_WRITTEN PROBLEM_: Retype every line of the material below exactly, character for character.

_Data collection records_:
◆ ◆ ◆

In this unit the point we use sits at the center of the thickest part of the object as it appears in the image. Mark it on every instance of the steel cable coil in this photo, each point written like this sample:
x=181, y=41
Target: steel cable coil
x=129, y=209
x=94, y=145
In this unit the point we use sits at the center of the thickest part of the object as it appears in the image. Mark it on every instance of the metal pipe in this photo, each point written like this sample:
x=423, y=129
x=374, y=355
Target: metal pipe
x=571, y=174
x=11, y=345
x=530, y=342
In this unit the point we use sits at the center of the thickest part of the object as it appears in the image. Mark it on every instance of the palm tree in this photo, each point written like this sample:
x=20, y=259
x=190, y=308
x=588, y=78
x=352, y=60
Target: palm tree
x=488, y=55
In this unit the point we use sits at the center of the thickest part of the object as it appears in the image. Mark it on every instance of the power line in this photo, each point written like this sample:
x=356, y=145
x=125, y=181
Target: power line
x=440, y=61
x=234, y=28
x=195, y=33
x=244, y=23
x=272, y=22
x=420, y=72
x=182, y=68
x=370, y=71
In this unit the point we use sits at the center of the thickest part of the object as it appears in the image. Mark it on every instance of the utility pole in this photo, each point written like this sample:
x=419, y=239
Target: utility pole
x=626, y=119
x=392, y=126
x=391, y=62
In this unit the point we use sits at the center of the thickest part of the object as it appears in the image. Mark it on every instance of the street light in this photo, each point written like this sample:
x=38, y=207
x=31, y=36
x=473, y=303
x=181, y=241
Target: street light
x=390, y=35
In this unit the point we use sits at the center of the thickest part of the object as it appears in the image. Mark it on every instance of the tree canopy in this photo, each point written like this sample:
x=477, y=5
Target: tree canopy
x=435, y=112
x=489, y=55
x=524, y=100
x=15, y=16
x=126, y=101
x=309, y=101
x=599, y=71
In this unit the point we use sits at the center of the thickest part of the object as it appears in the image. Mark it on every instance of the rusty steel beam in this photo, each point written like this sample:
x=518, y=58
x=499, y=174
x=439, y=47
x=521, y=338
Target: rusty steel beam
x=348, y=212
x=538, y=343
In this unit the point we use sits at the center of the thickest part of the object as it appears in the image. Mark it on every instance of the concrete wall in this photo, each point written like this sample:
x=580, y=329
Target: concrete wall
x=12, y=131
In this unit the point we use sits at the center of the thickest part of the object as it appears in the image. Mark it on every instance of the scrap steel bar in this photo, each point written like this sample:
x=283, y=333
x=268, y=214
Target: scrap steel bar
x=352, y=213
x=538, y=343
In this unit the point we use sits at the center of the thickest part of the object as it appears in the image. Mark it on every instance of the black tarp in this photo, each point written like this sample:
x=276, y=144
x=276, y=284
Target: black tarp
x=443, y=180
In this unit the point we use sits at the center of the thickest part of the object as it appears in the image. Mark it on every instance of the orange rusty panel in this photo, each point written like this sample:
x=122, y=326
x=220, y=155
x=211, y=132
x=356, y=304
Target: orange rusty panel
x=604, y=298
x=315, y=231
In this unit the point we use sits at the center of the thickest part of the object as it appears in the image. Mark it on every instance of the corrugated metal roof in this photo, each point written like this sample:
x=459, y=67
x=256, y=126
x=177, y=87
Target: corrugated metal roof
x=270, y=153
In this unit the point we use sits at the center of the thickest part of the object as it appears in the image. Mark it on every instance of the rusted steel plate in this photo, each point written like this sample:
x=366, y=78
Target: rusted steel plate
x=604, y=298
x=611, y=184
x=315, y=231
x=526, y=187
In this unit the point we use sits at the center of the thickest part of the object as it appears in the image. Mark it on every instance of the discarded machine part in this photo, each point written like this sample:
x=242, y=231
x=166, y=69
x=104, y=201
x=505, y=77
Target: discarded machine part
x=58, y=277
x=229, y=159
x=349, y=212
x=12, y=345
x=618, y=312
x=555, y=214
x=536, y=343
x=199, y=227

◆ ◆ ◆

_SOLVED EXERCISE_:
In this unit the point we use sits at the center of the thickest part of the object as it appears in the image. Mark it on every instance of the steel cable coil in this photo, each point written like this sample:
x=181, y=41
Target: steel cable coil
x=129, y=209
x=94, y=145
In this unit the point we use sits at the center of the thickest part of the object as it appears in the image. Mark it on every instance of the metal pipe in this photo, each point written like this sample:
x=423, y=129
x=374, y=355
Target: metal pipe
x=571, y=174
x=11, y=345
x=530, y=342
In this unit the point we use sits at the center of the thickest part of the object as it appears in the image. Mark it on every instance of the palm tree in this photo, each point written like this sample:
x=20, y=259
x=190, y=308
x=588, y=78
x=352, y=60
Target: palm tree
x=488, y=55
In this unit the point we use sits at the center of the thickest part of the object as it appears in the image. Mark it on every instance of the power line in this photo, each point written like this sample:
x=356, y=145
x=125, y=181
Target: power line
x=440, y=61
x=234, y=28
x=195, y=33
x=244, y=23
x=272, y=22
x=420, y=72
x=182, y=68
x=370, y=71
In this unit the point we use sits at the center of the thickest part of the object as it appears in the image. Mark it on every instance of the utility pole in this photo, each point written like this sample:
x=419, y=239
Target: utility pole
x=626, y=119
x=392, y=126
x=391, y=62
In this unit the point we use sits at the center of the thickest part of the object as it appears in the image. Mark it on every instance of the street light in this photo, each point written like this sample:
x=38, y=207
x=31, y=36
x=473, y=303
x=181, y=241
Target: street light
x=390, y=35
In this unit the point we use sits at the center of the thickest part of the object as it appears in the image. Mark it on every instance of the tree canopy in this photo, each point written like this sample:
x=477, y=5
Target: tree canopy
x=435, y=112
x=489, y=55
x=524, y=100
x=15, y=16
x=126, y=101
x=309, y=101
x=599, y=71
In this unit the point we use sits at the center of the thickest part of the object as it appears in the image. Mark it on every instance of the rusty steel beam in this photo, each point written like this sample:
x=518, y=58
x=499, y=174
x=439, y=47
x=521, y=338
Target: rusty steel beam
x=348, y=212
x=538, y=343
In this unit the point we use sits at the center of the thickest part of the object as it appears in the image. Mark it on every instance of the concrete wall in this photo, each point written like this sample:
x=580, y=329
Target: concrete wall
x=12, y=131
In this unit the point we use sits at the center of the thickest part of the object as it appears in the image. Mark it on every instance of the scrap steel bar in this photo, each point written like this sample:
x=283, y=333
x=268, y=214
Target: scrap steel bar
x=352, y=213
x=538, y=343
In this unit the point we use sits at the center of the thickest part of the object as it appears in the image. Mark it on every instance of the black tarp in this photo, each point written like this sample:
x=276, y=144
x=276, y=284
Target: black tarp
x=443, y=180
In this unit the point we use sits at the center of the thickest part of the object as it appears in the image. Mark it on every instance of the orange rusty panel in this photo, each point written like this sample:
x=122, y=326
x=220, y=155
x=211, y=132
x=356, y=304
Target: orange rusty panel
x=604, y=298
x=315, y=231
In this unit the point we use sits at the center of the thickest part of the object as it appears in the image. Mark it on every instance of the corrugated metal roof in this photo, each point written like this sample:
x=459, y=67
x=256, y=126
x=177, y=87
Target: corrugated metal roof
x=270, y=153
In this unit the point we use sits at the center of the thickest part of the object as it appears in the image. Mark it on every instance of the rusted steel plate in this photo, each point written like this sample:
x=366, y=78
Target: rusted steel plate
x=604, y=298
x=611, y=184
x=315, y=231
x=526, y=187
In this unit the point we use sits at the center of the thickest part of the object as it appears in the image. Mark it on every instance of the discarded machine part in this photo, each point written like this sample:
x=242, y=231
x=166, y=69
x=104, y=201
x=505, y=77
Target: discarded machine part
x=58, y=277
x=229, y=159
x=349, y=212
x=12, y=345
x=618, y=312
x=555, y=214
x=536, y=343
x=199, y=227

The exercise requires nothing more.